▶ [Problem]: Please write out the records below again, swapping "set one dot" for "place a single mark" everywhere it occurs and leaving everything else unchanged.

▶ [Records provided]:
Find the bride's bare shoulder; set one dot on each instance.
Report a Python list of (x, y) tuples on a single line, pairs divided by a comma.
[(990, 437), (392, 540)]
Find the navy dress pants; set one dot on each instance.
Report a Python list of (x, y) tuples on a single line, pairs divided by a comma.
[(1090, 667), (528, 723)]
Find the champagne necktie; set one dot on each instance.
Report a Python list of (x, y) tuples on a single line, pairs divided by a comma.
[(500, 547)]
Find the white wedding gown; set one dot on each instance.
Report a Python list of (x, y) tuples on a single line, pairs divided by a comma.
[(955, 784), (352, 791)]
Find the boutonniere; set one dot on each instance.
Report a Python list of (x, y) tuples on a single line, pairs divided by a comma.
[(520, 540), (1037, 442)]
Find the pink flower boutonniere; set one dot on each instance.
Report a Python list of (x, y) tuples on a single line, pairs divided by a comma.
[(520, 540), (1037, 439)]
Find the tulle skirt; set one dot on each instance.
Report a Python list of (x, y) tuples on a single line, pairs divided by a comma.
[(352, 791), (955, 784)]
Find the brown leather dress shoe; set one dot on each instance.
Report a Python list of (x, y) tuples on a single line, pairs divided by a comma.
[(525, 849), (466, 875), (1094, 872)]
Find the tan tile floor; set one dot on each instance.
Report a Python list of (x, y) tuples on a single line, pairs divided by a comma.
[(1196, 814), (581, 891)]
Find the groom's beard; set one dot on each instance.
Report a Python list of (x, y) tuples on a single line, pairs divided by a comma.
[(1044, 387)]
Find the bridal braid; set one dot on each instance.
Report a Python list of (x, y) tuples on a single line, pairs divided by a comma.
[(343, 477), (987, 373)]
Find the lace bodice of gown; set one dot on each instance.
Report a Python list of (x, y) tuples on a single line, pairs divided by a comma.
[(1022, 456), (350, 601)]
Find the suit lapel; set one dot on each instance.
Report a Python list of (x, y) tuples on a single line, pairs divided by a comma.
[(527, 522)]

▶ [Response to the task]:
Find the bride's bare shoulder; place a single mark on each instance.
Report a Python list of (x, y) tuples on a single line, pairs divided by a comma.
[(990, 437), (392, 540)]
Find the navy dress pants; place a single mark on each instance.
Report a Python list of (x, y) tuples on a single line, pairs divided by a comma.
[(1090, 667), (528, 723)]
Find the champagne necktie; place a single mark on each instance.
Report a Python list of (x, y) tuples on a single line, pairs divided by a comma.
[(500, 547)]
Find the white wedding gown; place a single mark on each instance.
Report a Python list of (x, y) tuples on a single line, pairs divided by a comma.
[(955, 784), (352, 791)]
Find the boutonniere; place a single mark on each instance.
Report a Python list of (x, y) tuples on a single line, pairs divided by a comma.
[(520, 540), (1037, 442)]
Find the pink flower boutonniere; place a single mark on each instance.
Report a Python list of (x, y) tuples on a single line, pairs divided by a comma.
[(520, 540), (1037, 439)]
Find the tulle skirt; place a single mark on each instance.
Report a Python list of (x, y) tuples on a single line, pairs divided by a comma.
[(352, 791), (955, 784)]
Find the brown leather dress shoe; place a single mark on each instance.
Report a Python list of (x, y) tuples on a single line, pairs divided by a comma.
[(525, 849), (466, 875), (1094, 872)]
Find the tan tile floor; place a single mark on each instance.
Report a Python list of (x, y) tuples on a single line, pairs divided by a comma.
[(1196, 814), (581, 891)]
Find the groom's beard; place a single mark on each instance.
Report a Python list of (x, y) tuples on a single line, pairs divided by a comma.
[(1044, 387)]
Find the bridal braid; place a single mark on each instance.
Report a Python list of (x, y) tuples on a single line, pairs divided by a comma.
[(343, 477), (987, 373)]
Find the lace bodice of gown; place a single mark on each instance.
Report a Python list of (x, y) tuples on a single line, pairs divided by a comma.
[(1022, 456), (350, 601)]
Find the suit lapel; place a single mark on each instance.
Report a Python list of (x, y) tuples on a single line, pairs divided by a comma.
[(527, 522)]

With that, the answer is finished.